The exercise:
Your task is to extract the lines from the one holding "Question. The photo above holds the canvas" through the end of the material. Set them down exactly and add nothing.

Extracted data:
** start **
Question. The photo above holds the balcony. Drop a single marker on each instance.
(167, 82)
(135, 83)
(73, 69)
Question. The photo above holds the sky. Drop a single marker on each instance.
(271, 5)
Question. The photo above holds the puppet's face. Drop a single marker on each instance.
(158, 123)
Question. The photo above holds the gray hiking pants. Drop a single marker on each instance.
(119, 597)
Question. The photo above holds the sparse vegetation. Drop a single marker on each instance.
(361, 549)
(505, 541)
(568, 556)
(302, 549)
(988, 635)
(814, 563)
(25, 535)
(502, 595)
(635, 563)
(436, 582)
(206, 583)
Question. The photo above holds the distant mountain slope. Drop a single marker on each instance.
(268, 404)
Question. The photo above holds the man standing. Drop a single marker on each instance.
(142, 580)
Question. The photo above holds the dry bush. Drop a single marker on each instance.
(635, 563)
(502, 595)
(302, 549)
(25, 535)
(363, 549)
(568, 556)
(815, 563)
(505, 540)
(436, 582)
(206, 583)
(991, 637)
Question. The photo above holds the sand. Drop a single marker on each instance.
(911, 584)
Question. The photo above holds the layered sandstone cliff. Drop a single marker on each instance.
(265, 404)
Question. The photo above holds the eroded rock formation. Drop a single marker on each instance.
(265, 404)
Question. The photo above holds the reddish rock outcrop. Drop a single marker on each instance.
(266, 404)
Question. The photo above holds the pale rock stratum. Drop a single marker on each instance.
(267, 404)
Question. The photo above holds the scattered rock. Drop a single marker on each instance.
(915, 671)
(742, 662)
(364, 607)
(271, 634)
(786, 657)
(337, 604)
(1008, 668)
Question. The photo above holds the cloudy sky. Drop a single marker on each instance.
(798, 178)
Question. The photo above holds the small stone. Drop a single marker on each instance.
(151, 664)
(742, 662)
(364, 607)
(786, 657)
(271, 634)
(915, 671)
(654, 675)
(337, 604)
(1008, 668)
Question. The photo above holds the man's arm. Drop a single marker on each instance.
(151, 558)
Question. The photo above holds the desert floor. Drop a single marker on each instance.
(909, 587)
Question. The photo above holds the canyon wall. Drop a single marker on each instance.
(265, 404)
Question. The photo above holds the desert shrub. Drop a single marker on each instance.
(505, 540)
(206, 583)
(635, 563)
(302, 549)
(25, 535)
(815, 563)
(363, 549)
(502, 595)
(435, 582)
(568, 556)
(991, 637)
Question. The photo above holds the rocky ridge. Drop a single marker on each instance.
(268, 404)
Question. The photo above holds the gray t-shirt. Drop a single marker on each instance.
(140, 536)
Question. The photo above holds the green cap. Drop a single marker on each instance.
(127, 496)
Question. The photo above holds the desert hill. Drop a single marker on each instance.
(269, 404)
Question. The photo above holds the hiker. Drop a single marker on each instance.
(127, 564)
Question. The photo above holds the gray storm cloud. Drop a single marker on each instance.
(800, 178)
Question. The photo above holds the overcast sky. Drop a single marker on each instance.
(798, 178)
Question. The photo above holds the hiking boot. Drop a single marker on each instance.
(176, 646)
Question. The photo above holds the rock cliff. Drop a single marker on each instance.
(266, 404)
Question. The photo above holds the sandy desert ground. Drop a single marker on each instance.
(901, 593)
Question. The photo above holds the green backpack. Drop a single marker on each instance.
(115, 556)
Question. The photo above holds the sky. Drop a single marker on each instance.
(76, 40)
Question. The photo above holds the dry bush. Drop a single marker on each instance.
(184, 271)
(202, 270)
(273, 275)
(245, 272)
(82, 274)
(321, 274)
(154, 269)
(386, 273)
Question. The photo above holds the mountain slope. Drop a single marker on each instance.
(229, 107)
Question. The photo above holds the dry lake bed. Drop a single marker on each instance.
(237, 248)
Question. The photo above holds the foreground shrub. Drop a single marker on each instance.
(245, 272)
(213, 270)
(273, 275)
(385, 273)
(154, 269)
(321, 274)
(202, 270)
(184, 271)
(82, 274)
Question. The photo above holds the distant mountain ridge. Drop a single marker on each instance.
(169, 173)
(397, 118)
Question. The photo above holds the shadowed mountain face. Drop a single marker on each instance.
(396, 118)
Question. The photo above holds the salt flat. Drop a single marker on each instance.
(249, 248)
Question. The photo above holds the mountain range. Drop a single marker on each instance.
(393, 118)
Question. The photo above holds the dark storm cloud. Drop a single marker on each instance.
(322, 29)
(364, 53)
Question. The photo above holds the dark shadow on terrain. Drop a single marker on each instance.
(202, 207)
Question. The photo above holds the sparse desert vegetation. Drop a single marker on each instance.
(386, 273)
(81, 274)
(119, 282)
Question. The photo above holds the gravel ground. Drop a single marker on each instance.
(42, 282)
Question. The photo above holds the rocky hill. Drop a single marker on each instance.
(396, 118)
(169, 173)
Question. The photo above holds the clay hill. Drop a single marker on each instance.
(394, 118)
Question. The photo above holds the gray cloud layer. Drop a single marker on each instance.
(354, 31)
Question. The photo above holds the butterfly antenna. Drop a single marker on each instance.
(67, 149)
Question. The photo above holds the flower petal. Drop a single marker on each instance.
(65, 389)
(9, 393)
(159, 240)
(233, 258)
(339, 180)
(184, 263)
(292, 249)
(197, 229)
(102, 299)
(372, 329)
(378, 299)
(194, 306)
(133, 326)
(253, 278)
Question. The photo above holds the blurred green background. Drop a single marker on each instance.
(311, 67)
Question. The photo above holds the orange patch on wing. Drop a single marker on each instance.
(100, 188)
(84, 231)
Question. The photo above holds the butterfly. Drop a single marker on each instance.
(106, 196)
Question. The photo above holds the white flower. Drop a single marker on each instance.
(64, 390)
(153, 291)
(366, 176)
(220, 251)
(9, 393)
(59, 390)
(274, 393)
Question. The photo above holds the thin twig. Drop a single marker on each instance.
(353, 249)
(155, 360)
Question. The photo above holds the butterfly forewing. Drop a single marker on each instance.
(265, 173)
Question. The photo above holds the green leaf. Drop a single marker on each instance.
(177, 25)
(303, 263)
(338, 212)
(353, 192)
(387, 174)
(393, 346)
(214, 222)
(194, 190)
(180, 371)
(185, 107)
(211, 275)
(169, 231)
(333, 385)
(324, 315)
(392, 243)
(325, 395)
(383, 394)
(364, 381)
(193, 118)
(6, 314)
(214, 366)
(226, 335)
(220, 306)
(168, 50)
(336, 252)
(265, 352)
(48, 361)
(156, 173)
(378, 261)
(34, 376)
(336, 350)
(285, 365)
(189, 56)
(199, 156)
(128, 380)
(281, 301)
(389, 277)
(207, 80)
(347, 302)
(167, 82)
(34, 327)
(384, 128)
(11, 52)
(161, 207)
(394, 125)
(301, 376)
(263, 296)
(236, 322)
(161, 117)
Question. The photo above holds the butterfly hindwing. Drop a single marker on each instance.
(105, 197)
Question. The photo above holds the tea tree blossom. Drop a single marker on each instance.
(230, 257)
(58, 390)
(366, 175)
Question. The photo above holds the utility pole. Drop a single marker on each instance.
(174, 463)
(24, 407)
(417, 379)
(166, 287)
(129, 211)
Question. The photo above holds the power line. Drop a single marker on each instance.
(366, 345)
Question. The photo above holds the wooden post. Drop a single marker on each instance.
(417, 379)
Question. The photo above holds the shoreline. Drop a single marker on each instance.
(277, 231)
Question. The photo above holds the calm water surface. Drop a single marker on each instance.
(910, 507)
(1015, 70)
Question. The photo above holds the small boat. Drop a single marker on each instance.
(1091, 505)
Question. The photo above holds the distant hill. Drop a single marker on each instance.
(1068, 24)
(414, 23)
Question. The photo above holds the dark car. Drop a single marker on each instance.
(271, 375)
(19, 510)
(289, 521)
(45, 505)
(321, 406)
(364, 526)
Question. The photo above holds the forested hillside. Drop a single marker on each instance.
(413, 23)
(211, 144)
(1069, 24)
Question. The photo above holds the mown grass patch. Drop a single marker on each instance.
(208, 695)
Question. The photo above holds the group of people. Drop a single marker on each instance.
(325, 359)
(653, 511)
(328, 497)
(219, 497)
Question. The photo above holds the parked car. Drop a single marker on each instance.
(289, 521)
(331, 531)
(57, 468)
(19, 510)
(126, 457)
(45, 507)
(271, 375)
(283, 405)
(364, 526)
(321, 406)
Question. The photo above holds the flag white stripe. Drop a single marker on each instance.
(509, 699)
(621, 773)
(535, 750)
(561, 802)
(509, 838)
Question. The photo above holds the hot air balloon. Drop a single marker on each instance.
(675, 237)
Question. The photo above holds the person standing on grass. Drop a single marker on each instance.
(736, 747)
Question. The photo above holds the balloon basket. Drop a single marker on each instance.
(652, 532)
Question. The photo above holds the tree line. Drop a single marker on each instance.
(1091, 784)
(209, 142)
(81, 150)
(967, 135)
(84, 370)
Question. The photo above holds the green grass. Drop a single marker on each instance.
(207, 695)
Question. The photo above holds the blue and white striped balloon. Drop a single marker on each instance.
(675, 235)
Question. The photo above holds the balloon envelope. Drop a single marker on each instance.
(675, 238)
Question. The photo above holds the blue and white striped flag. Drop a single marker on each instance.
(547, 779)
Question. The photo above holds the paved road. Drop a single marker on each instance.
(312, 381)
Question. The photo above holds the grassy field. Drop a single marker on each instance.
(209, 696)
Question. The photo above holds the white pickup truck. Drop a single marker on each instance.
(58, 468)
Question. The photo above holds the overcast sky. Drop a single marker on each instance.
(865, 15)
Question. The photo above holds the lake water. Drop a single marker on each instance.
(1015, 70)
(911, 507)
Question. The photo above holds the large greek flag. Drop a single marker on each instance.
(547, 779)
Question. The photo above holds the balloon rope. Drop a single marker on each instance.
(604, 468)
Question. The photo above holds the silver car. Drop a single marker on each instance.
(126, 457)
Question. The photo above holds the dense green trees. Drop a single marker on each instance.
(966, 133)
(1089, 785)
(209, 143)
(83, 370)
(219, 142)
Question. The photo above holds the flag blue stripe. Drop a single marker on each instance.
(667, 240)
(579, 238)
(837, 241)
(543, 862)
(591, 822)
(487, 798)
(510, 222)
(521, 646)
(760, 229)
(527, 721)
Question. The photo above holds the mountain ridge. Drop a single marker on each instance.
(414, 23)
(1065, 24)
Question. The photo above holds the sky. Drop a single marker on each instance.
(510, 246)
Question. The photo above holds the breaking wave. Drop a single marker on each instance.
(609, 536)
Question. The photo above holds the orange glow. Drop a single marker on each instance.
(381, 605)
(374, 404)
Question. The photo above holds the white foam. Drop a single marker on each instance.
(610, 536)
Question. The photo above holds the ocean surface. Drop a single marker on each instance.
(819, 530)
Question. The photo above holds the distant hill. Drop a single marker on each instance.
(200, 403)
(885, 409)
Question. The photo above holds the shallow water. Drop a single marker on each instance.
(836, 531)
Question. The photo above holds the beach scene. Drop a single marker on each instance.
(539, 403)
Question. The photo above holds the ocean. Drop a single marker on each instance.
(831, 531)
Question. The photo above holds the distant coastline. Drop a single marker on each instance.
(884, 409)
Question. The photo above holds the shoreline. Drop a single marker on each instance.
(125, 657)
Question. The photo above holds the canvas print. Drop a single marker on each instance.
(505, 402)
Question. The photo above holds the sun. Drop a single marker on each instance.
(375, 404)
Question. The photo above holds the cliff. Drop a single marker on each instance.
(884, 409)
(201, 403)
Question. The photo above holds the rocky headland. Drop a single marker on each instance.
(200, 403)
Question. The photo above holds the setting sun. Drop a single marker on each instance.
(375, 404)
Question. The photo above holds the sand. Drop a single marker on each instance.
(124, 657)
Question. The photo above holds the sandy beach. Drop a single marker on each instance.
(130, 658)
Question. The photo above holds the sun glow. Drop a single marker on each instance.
** end **
Result of this task:
Question. The photo above holds the canvas print. Drop a single marker on each instance.
(505, 402)
Question. The photo above holds the sun. Drop a single marker on each instance.
(375, 404)
Question. The photo above holds the cliff. Drop a single marker on each instance.
(884, 409)
(201, 403)
Question. The photo above holds the rocky headland. Drop a single marker on each instance.
(200, 403)
Question. The photo above holds the setting sun. Drop a single marker on each instance.
(375, 404)
Question. The photo above holds the sand. Drop a single marker on each instance.
(124, 657)
Question. The photo above holds the sandy beach. Drop a single marker on each instance.
(130, 658)
Question. The photo above holds the sun glow. Drop a single marker on each instance.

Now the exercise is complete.